(Exercise set)
1. Transcribe a section of the passage on the Alzheimer's screening app, beginning at the words "The idea arose" and stopping after "cognitively healthy adults.".
2. Summarize the passage on the Alzheimer's screening app in two sentences.
3. Take the passage on the Alzheimer's screening app further, picking up where it stops.

(Supplied text)
• • • • •

A prototype smartphone app has been developed to screen for the very earliest stages of Alzheimer’s disease. The app tracks minute changes in a person’s pupil size, which previous research has shown can indicate pre-clinical neurological disease.
In 2019 a team of researchers from UC San Diego demonstrated how pupil response tests could identify subjects with a high genetic risk of developing Alzheimer’s disease. The test involves closely tracking pupil size changes while a person is completing a cognitively taxing task.
The idea arose out of research that found one of the earliest brain regions to display Alzheimer’s-degeneration was the locus coeruleus. This brain region plays a crucial role in controlling pupil dilation and early studies indicated subjects with mild cognitive impairment showed greater pupil dilation when completing a challenging cognitive test, compared to cognitively healthy adults.
Eric Granholm, one of the authors of the 2019 research, collaborated with a team of UC San Diego computer engineers to see if they could use modern smartphone camera technology to accurately gather pupil dilation data. The collaborative effort has led to a prototype smartphone app designed to be easily used at home.
“A scalable smartphone assessment tool that can be used for large-scale community screenings could facilitate the development of pupil response tests as minimally-invasive and inexpensive tests to aid in the detection and understanding of diseases like Alzheimer’s disease,” said Granholm. “This could have a huge public health impact.”

• • • • •

(Given information)
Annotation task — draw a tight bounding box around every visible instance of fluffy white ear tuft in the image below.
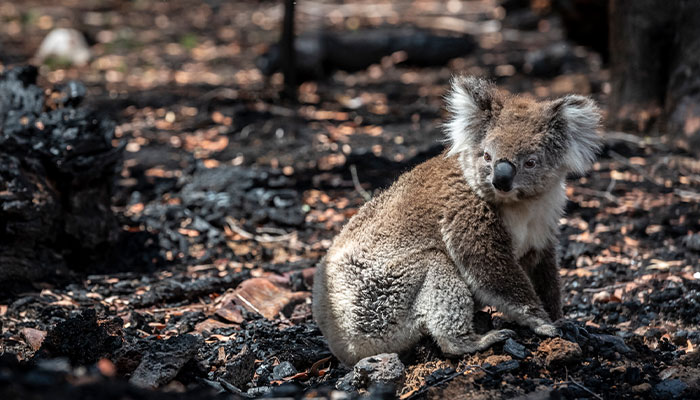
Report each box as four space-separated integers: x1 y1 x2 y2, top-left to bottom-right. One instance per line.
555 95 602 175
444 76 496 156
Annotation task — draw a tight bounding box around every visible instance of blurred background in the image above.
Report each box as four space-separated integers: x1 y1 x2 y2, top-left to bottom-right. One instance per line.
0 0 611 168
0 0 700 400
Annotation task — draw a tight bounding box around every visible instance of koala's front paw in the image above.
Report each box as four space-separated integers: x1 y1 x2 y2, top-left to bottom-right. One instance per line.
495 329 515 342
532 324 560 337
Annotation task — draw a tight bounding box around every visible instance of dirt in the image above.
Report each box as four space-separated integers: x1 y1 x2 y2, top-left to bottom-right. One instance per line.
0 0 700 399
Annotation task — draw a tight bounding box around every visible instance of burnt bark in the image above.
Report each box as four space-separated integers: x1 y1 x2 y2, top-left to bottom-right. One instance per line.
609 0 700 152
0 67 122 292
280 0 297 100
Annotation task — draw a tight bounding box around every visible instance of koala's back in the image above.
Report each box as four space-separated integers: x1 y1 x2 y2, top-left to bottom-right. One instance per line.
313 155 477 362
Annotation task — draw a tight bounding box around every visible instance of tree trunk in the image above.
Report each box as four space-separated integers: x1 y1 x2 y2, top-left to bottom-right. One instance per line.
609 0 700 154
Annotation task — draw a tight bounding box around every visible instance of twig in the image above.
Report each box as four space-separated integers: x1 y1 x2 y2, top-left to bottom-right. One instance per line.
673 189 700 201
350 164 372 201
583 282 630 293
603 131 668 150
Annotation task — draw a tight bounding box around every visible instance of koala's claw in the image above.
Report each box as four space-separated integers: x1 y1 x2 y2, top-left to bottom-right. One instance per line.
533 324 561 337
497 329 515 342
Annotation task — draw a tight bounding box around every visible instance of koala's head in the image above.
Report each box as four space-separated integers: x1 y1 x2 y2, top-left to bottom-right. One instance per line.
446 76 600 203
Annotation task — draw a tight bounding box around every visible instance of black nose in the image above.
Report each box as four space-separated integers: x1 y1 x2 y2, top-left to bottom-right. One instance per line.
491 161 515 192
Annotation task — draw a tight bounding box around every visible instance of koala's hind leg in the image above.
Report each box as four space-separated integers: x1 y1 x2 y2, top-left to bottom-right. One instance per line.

• • • • •

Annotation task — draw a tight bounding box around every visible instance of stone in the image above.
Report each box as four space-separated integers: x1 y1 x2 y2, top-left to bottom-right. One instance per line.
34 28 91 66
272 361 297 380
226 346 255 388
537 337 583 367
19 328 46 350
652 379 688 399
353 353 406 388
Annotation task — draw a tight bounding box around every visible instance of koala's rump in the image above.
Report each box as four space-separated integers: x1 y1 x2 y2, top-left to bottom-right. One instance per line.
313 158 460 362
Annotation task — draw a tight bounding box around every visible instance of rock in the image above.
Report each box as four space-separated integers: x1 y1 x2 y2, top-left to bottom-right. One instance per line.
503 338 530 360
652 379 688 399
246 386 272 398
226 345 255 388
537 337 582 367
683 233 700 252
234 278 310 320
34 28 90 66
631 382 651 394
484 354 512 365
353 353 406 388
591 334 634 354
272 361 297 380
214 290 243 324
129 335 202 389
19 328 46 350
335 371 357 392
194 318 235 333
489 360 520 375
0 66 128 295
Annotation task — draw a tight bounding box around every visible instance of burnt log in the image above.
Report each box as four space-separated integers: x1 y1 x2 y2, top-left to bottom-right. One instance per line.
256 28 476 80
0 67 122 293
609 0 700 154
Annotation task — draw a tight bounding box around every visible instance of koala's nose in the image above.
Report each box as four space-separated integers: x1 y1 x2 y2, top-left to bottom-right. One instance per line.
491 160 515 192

• • • • •

(Your responses)
1.
The idea arose out of research that found one of the earliest brain regions to display Alzheimer’s-degeneration was the locus coeruleus. This brain region plays a crucial role in controlling pupil dilation and early studies indicated subjects with mild cognitive impairment showed greater pupil dilation when completing a challenging cognitive test, compared to cognitively healthy adults.

2. A prototype smartphone app tracks minute changes in pupil size to screen for the earliest stages of Alzheimer's disease, drawing on 2019 UC San Diego research showing that pupil response tests during a cognitively taxing task could identify people at high genetic risk. Eric Granholm, one of that study's authors, worked with UC San Diego computer engineers to build the app for home use, and he says such a scalable, inexpensive tool could have a huge public health impact.

3.
The new app leverages the near-infrared cameras that are found in many modern smartphones. Combined with data from a smartphone’s color selfie camera, the app can effectively record pupil sizes with sub-millimeter accuracy.
To make the app as user-friendly as possible the research team worked with a number of older adults to develop a simple interface so the pupil response tests could be accurately completed in a home environment. This included designing a cheap plastic attachment that sits over the smartphone so the user can place their eye in the correct position for the camera to record the pupil.
“By testing directly with older adults, we learned about ways to improve our system’s overall usability and even helped us innovate older adult specific solutions that make it easier for those with different physical limits to still use our system successfully,” explained Edward Wang, an engineer working on the project. “When developing technologies, we must look beyond function as the only metric of success, but understand how our solutions will be utilized by end-users who are very diverse.”
The app is still a prototype, so don’t expect to see it on your smartphone anytime soon. The next steps will be to validate the app in patients with mild cognitive impairment and make sure its measurements are useful in identifying those with preclinical Alzheimer’s disease.
“While there is still a lot of work to be done, I am excited about the potential for using this technology to bring neurological screening out of clinical lab settings and into homes,” noted first author on the new research, Colin Barry. “We hope that this opens the door to novel explorations of using smartphones to detect and monitor potential health problems earlier on.”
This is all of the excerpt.